ZC: One thing that was tough when I started outfitting was understanding my role as an outfitter versus guide on trips. As soon as I was the “outfitter" guests wanted to talk with me more which pulled me away from the “real work” that was being done. Guides also pull me aside on trips to talk about the season, previous trips, gear, trucks, etc. Talking to guests (and guides) is now a much bigger part of my job and sometimes takes away from the physical work.
RE: How much money we make. My guides put more in their pocket than I do. At the end of the year I look at my business as a retirement program - maybe it will work!
EW: Sometimes I get a feeling that guides don’t think their outfitter has their (the guides) needs at the top of the list. Most often I don’t think that is true. From my experience most outfitters are doing everything they can to support their guides and make them as successful as possible, even to the financial detriment of the outfitter.
What is the most challenging part of being an outfitter?
ZC: Filling all the trips - it doesn’t magically happen like I thought it would!

- **TASK SET**
A - In the outfitter interview, list the topics ZC says guides pull ZC aside on trips to talk about.
B - Write what comes next in the outfitter interview, picking up after its final answer.

- **DATA EXTRACTS**

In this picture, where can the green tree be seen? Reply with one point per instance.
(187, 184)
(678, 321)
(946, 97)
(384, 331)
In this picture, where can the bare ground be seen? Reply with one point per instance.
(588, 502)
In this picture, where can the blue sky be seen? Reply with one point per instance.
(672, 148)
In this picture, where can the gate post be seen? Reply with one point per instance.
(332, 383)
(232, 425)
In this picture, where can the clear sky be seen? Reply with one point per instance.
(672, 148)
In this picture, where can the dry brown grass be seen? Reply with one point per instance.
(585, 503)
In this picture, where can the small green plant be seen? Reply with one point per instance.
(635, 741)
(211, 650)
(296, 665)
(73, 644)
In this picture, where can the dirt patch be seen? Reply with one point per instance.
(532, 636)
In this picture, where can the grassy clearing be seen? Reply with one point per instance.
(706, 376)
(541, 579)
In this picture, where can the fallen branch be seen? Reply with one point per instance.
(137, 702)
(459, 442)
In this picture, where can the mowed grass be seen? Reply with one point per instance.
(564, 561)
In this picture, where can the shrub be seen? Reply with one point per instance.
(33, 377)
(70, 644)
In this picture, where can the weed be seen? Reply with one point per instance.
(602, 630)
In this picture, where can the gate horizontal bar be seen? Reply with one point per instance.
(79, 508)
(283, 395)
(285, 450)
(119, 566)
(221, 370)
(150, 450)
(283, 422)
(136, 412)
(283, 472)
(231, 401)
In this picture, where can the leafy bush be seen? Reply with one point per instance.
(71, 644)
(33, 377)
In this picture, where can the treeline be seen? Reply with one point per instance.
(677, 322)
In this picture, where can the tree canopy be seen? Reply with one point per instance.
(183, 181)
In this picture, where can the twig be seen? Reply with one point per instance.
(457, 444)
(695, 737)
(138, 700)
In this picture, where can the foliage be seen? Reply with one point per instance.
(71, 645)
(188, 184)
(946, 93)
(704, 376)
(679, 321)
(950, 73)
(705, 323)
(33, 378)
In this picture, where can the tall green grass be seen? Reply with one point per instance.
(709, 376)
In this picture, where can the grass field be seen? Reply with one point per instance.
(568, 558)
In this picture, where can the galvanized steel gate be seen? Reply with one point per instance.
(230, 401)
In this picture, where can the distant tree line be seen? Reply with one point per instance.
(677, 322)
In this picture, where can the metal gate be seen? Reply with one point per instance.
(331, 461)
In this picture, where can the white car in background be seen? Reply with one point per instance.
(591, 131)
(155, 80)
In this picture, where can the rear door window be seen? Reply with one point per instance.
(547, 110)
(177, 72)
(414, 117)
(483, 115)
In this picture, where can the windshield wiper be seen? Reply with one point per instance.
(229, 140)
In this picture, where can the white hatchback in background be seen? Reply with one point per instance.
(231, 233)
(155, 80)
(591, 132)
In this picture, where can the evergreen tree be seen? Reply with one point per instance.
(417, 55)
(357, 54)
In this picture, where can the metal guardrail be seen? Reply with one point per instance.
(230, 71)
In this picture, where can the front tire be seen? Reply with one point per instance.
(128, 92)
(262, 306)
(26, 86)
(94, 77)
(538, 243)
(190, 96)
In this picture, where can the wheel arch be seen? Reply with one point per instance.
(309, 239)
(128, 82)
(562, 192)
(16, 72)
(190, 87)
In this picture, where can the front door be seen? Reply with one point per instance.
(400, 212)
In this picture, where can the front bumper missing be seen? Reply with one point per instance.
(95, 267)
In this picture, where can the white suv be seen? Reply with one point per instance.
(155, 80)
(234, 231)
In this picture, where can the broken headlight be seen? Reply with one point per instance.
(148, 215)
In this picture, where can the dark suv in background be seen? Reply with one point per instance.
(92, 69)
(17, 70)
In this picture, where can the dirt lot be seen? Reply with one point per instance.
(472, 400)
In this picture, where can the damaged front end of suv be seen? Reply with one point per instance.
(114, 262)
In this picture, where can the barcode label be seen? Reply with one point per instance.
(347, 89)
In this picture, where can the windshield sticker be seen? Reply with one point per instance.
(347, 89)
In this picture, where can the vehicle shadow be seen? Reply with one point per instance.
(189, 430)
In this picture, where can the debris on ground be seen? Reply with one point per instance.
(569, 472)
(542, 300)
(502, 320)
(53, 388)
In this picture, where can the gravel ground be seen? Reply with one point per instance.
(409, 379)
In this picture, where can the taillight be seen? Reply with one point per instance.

- **PER-TASK OUTPUTS**
A - the season, previous trips, gear, trucks

B -
RE: Herding all the monkeys working for me! No, I really love my extended family. Working with the agencies is tough sometimes.
EW: This changes day to day but as a simple answer, the sheer breadth of the things one has to keep a focus on. From making sure all the vehicles are maintained, equipment works, sales are happening, permits are managed, staff is doing what they are supposed to, food is shopped for, etc. More than the jobs of many of my peers there is a broad set of skills one needs to develop in this one. There are days where you pack bearings on trailers, write html code, post on social media, work in quickbooks, sell trips, prep food in the kitchen, drive a shuttle, repair a water filter, talk to the USFS, and work with employees on HR issues, all in an afternoon.
How do you set up your business to support the health and strength of your guides?
ZC: The biggest thing I’ve done is to make the job as easy as possible for our guides. That means trucks that don’t break, equipment that doesn’t break, a great warehouse, easy systems, and no promises to guests that are hard to fulfill or that we can’t keep. I work hard to make sure our guides aren’t overworked.
RE: I support Redside and just be the ole man anyone can talk to. But I don't give much advice, just listening is the best sometimes.
EW: Ultimately I can tell you what we are trying to do but our guides would really be the ones to answer the question of if we actually are doing it. I would say we are trying to a couple things specifically.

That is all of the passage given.